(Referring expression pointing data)
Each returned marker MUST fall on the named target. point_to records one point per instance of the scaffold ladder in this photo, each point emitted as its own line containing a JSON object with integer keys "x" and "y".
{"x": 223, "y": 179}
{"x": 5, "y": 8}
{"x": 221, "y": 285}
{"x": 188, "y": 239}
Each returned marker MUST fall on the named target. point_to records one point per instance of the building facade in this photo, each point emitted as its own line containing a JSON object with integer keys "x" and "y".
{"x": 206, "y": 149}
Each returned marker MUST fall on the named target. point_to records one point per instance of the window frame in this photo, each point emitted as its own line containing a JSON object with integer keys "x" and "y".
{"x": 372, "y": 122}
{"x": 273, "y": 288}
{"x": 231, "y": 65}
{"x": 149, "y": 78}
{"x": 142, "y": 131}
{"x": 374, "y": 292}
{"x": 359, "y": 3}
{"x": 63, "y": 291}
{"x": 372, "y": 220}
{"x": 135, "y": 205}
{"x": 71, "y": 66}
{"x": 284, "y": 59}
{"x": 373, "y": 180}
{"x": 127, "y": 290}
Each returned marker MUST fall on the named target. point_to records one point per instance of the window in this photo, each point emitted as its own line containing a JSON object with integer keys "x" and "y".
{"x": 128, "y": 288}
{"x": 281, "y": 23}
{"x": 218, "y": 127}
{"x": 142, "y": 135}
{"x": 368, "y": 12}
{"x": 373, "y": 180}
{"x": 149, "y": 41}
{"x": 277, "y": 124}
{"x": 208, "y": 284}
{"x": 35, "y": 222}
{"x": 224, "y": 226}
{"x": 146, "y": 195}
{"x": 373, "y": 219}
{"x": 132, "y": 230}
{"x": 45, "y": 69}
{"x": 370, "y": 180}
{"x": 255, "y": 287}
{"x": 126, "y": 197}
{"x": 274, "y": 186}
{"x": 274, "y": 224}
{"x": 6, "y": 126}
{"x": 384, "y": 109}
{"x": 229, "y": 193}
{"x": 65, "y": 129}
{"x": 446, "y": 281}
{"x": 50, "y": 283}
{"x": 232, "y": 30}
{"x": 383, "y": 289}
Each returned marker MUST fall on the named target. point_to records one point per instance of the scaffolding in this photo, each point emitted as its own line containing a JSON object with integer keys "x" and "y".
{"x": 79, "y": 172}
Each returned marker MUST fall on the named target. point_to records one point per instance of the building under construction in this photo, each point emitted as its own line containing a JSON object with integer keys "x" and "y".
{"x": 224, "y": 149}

▶ _Aim of the task_:
Write down exactly the line with "the building under", then each line after it through the end of the data.

▶ _Exercise result_:
Each returned marker MUST fall on the named target. point_to records one point per instance of the building under construction in this photo, each point emitted as its own line containing a JSON object with integer keys "x" and "y".
{"x": 224, "y": 149}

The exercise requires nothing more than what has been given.